## Records for this task
· · ·

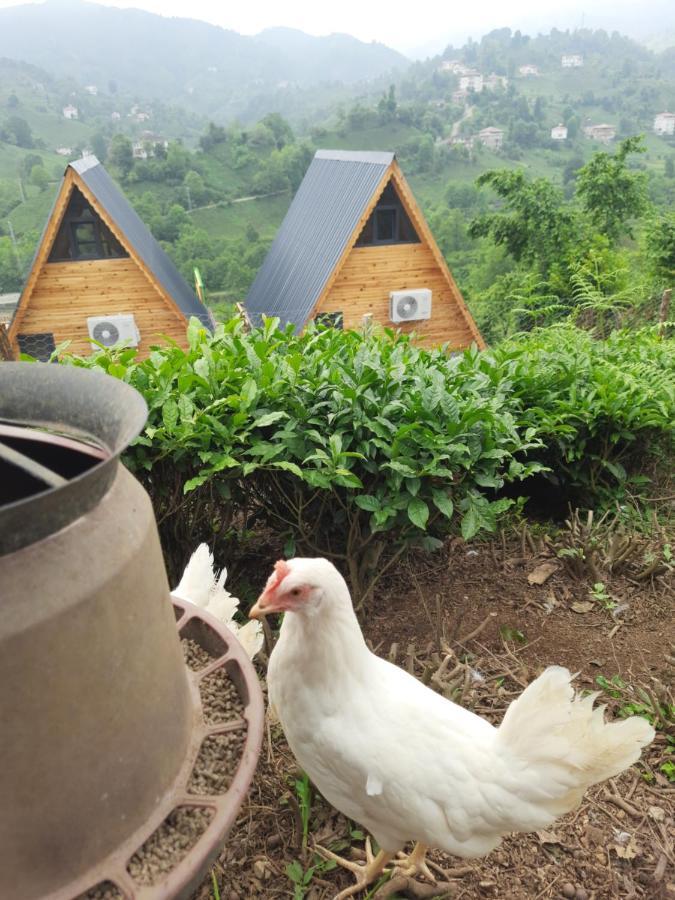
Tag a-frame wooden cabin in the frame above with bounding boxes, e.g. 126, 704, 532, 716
245, 150, 485, 349
9, 156, 213, 360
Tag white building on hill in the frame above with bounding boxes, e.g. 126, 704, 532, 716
477, 125, 504, 150
459, 72, 484, 94
654, 113, 675, 134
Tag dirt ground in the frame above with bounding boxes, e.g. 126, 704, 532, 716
193, 530, 675, 900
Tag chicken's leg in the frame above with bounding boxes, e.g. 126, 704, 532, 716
314, 838, 393, 900
396, 841, 436, 884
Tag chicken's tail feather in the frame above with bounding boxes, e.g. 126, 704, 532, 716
497, 666, 654, 796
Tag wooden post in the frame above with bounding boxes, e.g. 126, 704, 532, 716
0, 322, 14, 362
659, 288, 673, 337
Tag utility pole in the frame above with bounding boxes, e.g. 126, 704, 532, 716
7, 219, 23, 278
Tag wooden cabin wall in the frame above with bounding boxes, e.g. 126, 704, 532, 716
315, 243, 475, 349
11, 258, 187, 356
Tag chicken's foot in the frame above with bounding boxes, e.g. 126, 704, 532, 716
394, 841, 436, 884
314, 837, 393, 900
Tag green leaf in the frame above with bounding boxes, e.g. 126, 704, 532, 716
432, 488, 455, 519
162, 397, 178, 431
354, 494, 380, 512
253, 410, 288, 428
408, 497, 429, 531
461, 506, 480, 541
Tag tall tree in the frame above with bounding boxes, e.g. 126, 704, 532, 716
576, 136, 649, 241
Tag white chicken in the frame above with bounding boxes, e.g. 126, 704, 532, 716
171, 544, 264, 659
250, 559, 654, 900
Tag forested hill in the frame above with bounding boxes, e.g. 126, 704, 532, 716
0, 0, 408, 121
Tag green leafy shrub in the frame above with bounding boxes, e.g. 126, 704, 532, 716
67, 320, 539, 597
62, 320, 675, 600
494, 325, 675, 503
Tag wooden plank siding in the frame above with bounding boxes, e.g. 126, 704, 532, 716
12, 258, 186, 356
310, 160, 485, 349
316, 243, 475, 348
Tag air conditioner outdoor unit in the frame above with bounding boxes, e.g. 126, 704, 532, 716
389, 288, 431, 322
87, 313, 141, 348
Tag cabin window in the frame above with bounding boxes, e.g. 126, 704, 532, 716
18, 331, 56, 362
49, 188, 129, 262
356, 182, 420, 247
314, 312, 344, 329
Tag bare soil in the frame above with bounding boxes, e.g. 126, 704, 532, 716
193, 532, 675, 900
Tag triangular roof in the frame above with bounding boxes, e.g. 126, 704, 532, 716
15, 156, 214, 328
245, 150, 485, 347
245, 150, 394, 328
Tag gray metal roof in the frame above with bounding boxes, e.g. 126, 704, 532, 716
245, 150, 394, 329
68, 156, 213, 328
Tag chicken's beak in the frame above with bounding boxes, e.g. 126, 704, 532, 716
248, 588, 275, 619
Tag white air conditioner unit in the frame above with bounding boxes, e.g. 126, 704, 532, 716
389, 288, 431, 322
87, 313, 141, 349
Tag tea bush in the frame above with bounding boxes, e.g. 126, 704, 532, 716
493, 324, 675, 504
60, 320, 675, 599
66, 320, 540, 596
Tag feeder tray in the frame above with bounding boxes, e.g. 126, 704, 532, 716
0, 363, 263, 900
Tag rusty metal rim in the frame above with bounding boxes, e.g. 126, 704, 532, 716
0, 362, 148, 556
44, 598, 265, 900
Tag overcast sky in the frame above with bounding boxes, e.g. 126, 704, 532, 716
0, 0, 675, 55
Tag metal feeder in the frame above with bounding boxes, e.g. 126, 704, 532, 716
0, 363, 263, 900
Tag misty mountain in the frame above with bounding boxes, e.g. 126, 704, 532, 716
0, 0, 408, 116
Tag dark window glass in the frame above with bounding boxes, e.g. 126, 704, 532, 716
49, 188, 129, 262
18, 331, 56, 362
314, 312, 344, 329
356, 182, 420, 247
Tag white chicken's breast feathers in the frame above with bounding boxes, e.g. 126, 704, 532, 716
268, 560, 653, 857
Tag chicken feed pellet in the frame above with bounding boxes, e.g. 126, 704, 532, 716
127, 806, 213, 885
199, 669, 244, 725
76, 881, 124, 900
180, 638, 216, 672
188, 728, 246, 794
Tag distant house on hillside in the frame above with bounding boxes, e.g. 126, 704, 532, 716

· · ·

## Your goal
Please recast the listing above as a Markdown table with the columns Row and Line, starting at the line that contains "Tag tall tree" and stopping after the line that contains "87, 313, 141, 348". Leave out blank lines and include nothing outside that stretch.

## Solution for this problem
| Row | Line |
|---|---|
| 1 | Tag tall tree in the frame above with bounding boxes, e.g. 126, 704, 532, 716 |
| 2 | 576, 136, 649, 241 |
| 3 | Tag white chicken in the frame above with bounding boxes, e.g. 126, 704, 532, 716 |
| 4 | 171, 544, 264, 659 |
| 5 | 250, 559, 654, 900 |
| 6 | Tag forested hill in the frame above with bounding boxes, e.g. 126, 704, 532, 716 |
| 7 | 0, 0, 408, 121 |
| 8 | Tag green leafy shrub in the frame above with bounding boxes, e.g. 126, 704, 532, 716 |
| 9 | 67, 320, 539, 597 |
| 10 | 62, 320, 675, 600 |
| 11 | 494, 325, 675, 503 |
| 12 | Tag wooden plank siding in the frame above with bounding boxes, e.g. 126, 704, 532, 716 |
| 13 | 12, 258, 186, 356 |
| 14 | 310, 160, 485, 349 |
| 15 | 316, 243, 475, 348 |
| 16 | Tag air conditioner outdoor unit in the frame above with bounding boxes, e.g. 126, 704, 532, 716 |
| 17 | 389, 288, 431, 322 |
| 18 | 87, 313, 141, 348 |